- **Your task**: Retype every one of the records below word for word, leaving out the pictures.

▶

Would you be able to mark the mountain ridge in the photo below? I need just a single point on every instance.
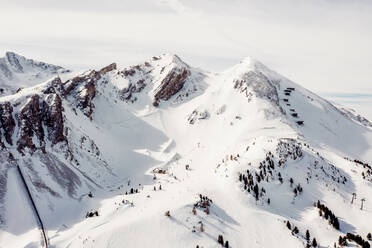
(113, 132)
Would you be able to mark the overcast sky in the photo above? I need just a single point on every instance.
(325, 45)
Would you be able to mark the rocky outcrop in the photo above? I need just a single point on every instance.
(83, 89)
(171, 84)
(259, 84)
(108, 68)
(7, 123)
(30, 124)
(53, 118)
(54, 86)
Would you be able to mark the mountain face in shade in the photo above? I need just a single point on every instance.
(163, 154)
(17, 72)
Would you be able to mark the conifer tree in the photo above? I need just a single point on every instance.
(314, 243)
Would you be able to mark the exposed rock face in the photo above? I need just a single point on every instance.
(108, 68)
(7, 122)
(83, 89)
(126, 93)
(171, 84)
(54, 86)
(14, 61)
(53, 118)
(259, 84)
(30, 124)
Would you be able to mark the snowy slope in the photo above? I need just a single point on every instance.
(163, 123)
(17, 72)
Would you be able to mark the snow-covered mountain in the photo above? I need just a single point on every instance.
(18, 72)
(162, 154)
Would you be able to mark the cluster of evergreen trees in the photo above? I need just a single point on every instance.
(91, 214)
(132, 191)
(352, 237)
(250, 185)
(203, 203)
(220, 241)
(290, 149)
(295, 231)
(328, 215)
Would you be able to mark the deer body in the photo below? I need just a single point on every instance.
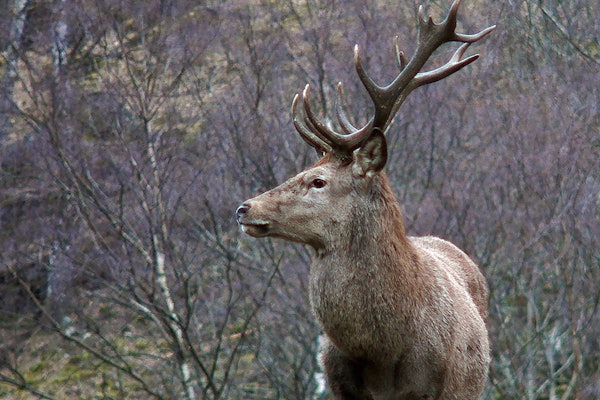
(404, 318)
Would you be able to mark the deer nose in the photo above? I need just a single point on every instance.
(241, 211)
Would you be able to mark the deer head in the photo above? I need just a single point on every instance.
(318, 205)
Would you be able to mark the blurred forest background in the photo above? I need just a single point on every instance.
(131, 130)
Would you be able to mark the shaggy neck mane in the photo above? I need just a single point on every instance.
(376, 231)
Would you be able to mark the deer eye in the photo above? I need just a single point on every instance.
(318, 183)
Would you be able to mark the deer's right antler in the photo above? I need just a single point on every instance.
(388, 99)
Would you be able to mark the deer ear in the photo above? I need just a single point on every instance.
(371, 157)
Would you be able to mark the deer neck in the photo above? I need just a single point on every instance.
(373, 233)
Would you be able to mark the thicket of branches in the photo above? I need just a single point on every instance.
(130, 130)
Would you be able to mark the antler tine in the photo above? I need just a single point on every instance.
(387, 99)
(345, 123)
(318, 135)
(306, 132)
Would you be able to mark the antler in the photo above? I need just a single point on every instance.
(388, 99)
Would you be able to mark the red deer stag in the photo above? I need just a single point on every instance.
(404, 317)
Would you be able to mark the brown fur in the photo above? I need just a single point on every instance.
(404, 317)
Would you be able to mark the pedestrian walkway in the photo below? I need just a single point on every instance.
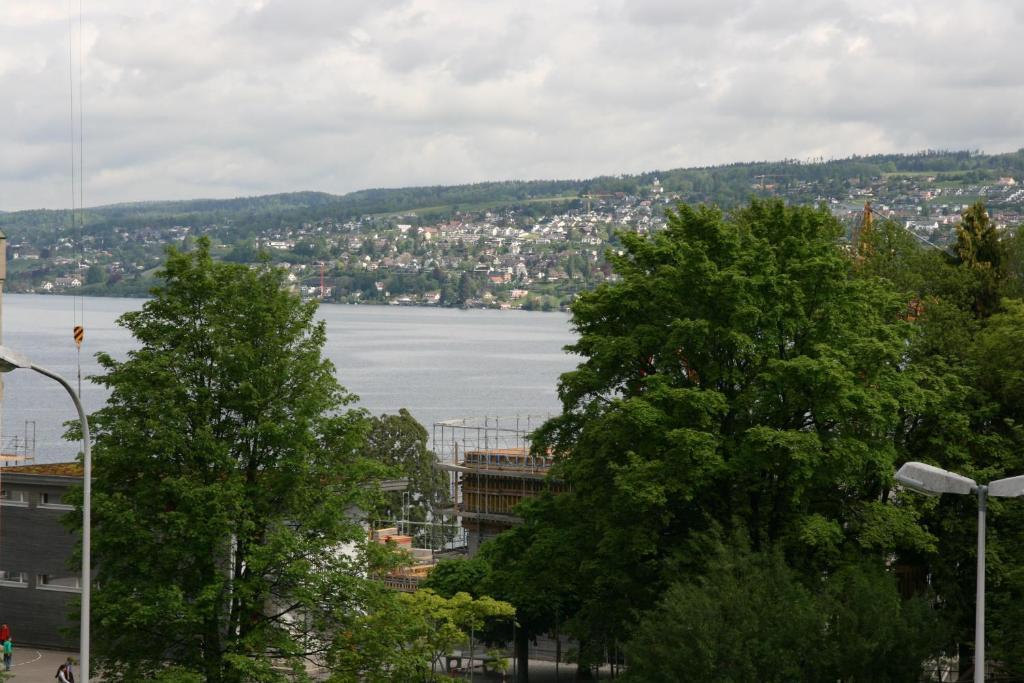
(35, 666)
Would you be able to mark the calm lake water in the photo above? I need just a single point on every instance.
(439, 364)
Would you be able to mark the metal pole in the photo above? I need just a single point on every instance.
(979, 614)
(86, 520)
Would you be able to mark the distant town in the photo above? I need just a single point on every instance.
(535, 252)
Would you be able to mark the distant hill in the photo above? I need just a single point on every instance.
(725, 185)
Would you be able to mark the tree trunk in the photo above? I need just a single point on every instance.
(522, 655)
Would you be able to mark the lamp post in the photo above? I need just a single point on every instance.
(932, 480)
(10, 359)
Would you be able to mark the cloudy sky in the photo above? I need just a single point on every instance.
(228, 97)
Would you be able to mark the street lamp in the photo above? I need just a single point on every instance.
(10, 359)
(932, 480)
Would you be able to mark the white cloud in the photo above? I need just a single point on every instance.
(224, 97)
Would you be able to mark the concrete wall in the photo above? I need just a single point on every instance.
(34, 542)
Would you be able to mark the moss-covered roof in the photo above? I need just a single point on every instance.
(50, 469)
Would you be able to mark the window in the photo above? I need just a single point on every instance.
(13, 497)
(51, 583)
(16, 579)
(52, 501)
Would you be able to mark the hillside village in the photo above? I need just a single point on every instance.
(532, 255)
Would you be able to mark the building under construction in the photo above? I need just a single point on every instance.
(492, 470)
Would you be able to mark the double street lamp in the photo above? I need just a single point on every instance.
(10, 359)
(932, 480)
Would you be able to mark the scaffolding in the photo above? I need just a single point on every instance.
(492, 469)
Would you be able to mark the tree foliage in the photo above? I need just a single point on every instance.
(225, 465)
(739, 376)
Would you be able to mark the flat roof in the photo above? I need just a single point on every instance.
(49, 469)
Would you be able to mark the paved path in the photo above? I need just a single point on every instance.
(35, 666)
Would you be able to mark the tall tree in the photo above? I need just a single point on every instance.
(225, 463)
(736, 376)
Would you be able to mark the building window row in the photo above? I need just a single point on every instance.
(43, 581)
(19, 498)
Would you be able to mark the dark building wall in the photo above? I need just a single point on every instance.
(33, 541)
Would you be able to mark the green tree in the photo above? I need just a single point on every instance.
(979, 249)
(751, 617)
(408, 636)
(225, 465)
(738, 375)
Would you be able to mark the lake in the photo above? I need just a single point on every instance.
(439, 364)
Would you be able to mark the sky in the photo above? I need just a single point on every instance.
(225, 98)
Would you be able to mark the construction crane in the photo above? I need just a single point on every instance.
(322, 265)
(863, 241)
(589, 197)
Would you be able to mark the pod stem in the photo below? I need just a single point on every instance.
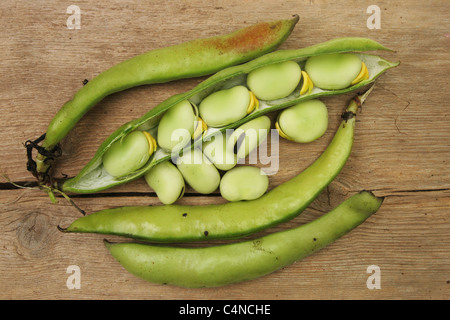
(44, 159)
(356, 104)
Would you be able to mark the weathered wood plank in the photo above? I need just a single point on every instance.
(401, 147)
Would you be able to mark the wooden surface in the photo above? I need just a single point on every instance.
(401, 151)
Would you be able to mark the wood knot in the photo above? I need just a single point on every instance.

◀

- **Finished task**:
Would you be able to mark the mountain ridge in the photo below? I need just a single point on every instance.
(113, 132)
Would you be able to mark the overcast sky in the photo above? I need just a single point on every instance.
(325, 45)
Would you be able to mark the rocky outcrop in the photo above? I need just a single point on every instance.
(83, 89)
(171, 84)
(259, 84)
(108, 68)
(7, 123)
(30, 124)
(53, 118)
(54, 86)
Would you be able to mark the mountain face in shade in the photo above? I need just a single point on every instance.
(163, 154)
(17, 72)
Would you be able to mark the conifer tree in the photo above? I need just a single point on every instance.
(314, 243)
Would you be able to mark the exposed rock face in the photo above? I need just a single point on every instance.
(108, 68)
(7, 122)
(83, 89)
(126, 93)
(171, 84)
(54, 86)
(14, 61)
(53, 118)
(259, 84)
(30, 124)
Would you be able to mark the snowy slope in the photo above? I need just a single point on every instance.
(163, 123)
(17, 72)
Would you be able to mark the snow-covered mountain in the photo above? I need just a single point on every instance.
(18, 72)
(162, 154)
Would you be able to mark the cluster of evergreen trees in the photo above? I need just a single point on every instance.
(91, 214)
(132, 191)
(352, 237)
(250, 185)
(203, 203)
(220, 241)
(290, 149)
(295, 231)
(328, 215)
Would you be able to mark the deer body in the photo below? I need just a single point on every instance.
(404, 318)
Would you be able to mark the deer nose in the photo above? I need just a single point on every instance.
(241, 211)
Would you be able to mark the deer head in the photo above? I need just a single point on every instance.
(318, 205)
Would you be able to mark the blurred forest background in the photo above? I need just a single point on every instance.
(131, 130)
Would you be able to mark the shaggy neck mane in the photo above? I need just a single point on every instance.
(376, 231)
Would you be able to mark the deer eye in the photo above? I need just a single point on every instance.
(318, 183)
Would you be able to mark the deer's right antler in the photo above? I need just a single point on every instance.
(388, 99)
Would you be able to mark the deer ear in the photo above? I need just a single point on every instance.
(371, 157)
Would you be able to mark the deer neck in the photo above? I need just a single point on every instance.
(373, 233)
Would you be able to mark the thicket of branches in the photo above? I need just a single point on every instance.
(130, 130)
Would you be able to mark the antler tine in the photo above? I need just a single point on every instance.
(387, 99)
(345, 123)
(318, 135)
(306, 132)
Would you be able to mark the antler in the photo above? I need just a single point on every instance.
(388, 99)
Would you be able to mark the red deer stag in the photo above? I need just a single point on every instance.
(404, 317)
Would you be able to mark the brown fur in the photo above? I need just a single point on every instance.
(404, 317)
Would you be able to mark the pedestrian walkway in the photo below? I need just a single point on every instance.
(35, 666)
Would you be able to mark the calm lake water in the photo above? I need just a single point on every instance.
(439, 364)
Would you be able to mark the metal pole in the photo above? I need just a single point on every instance.
(979, 614)
(86, 520)
Would you be able to mark the distant town in the photo above? I need just a single point on every instance.
(535, 252)
Would you be able to mark the distant hill in the photo above? I need just a single point on every instance.
(725, 185)
Would you be able to mark the tree trunk in the photo above? I need just a single point on every instance.
(522, 655)
Would you be able to mark the lamp post in the photo above? I need just a single point on every instance.
(932, 480)
(10, 359)
Would you be able to mark the cloudy sky in the photo above? I need just a single point on every instance.
(228, 97)
Would you be able to mark the street lamp in the photo above? I need just a single point on every instance.
(10, 359)
(932, 480)
Would you be able to mark the white cloud in the photo above? I need just a single point on every instance.
(224, 97)
Would you be able to mark the concrete wall in the photo above? I need just a single point on every instance.
(34, 542)
Would you be able to mark the moss-covered roof in the photo above? I need just a single point on every instance.
(50, 469)
Would you be able to mark the window in the photo above? I need just a single point on every instance.
(13, 497)
(51, 583)
(16, 579)
(52, 501)
Would you be able to mark the hillside village in the photo above? I need just a single point on every instance.
(532, 255)
Would you be able to mark the building under construction in the photo above? I need just a single point on every instance.
(492, 470)
Would you be able to mark the double street lamp in the photo above? I need just a single point on every instance.
(10, 359)
(932, 480)
Would you be able to mark the scaffolding in the photo above? I need just a single point on every instance.
(492, 469)
Would you be able to mark the tree foliage in the photo above? I need just a single point on every instance.
(225, 465)
(739, 376)
Would you be able to mark the flat roof in the photo above? I need just a single point on every instance.
(49, 469)
Would you be able to mark the paved path in the photo above? I need just a single point on every instance.
(35, 666)
Would you be able to mark the tall tree in the photo above? I need just a single point on every instance.
(225, 463)
(736, 376)
Would you be able to mark the building window row in the photo above? I need just a single point on every instance.
(43, 581)
(19, 498)
Would you be able to mark the dark building wall in the photo above? I need just a single point on every instance.
(33, 541)
Would you be able to mark the green tree in the photo above? I need just a single point on every instance.
(979, 249)
(751, 617)
(408, 636)
(225, 465)
(738, 375)
Would you be able to mark the lake in the photo above? I need just a single point on every instance.
(439, 364)
Would you be able to mark the sky in the photo above? I need just a single point on every instance.
(225, 98)
Would you be able to mark the construction crane in the photo above? I need just a single point on every instance.
(322, 265)
(863, 241)
(589, 197)
Would you be able to mark the pod stem in the photo below? I need just a single point on every instance.
(44, 159)
(356, 104)
Would you be able to mark the weathered wood plank in the photo above? I need just a single point on every instance.
(401, 147)
Would you be able to mark the wooden surface in the photo above? I need just a single point on every instance.
(401, 151)
Would you be able to mark the wood knot in the photo above? I need just a single point on every instance.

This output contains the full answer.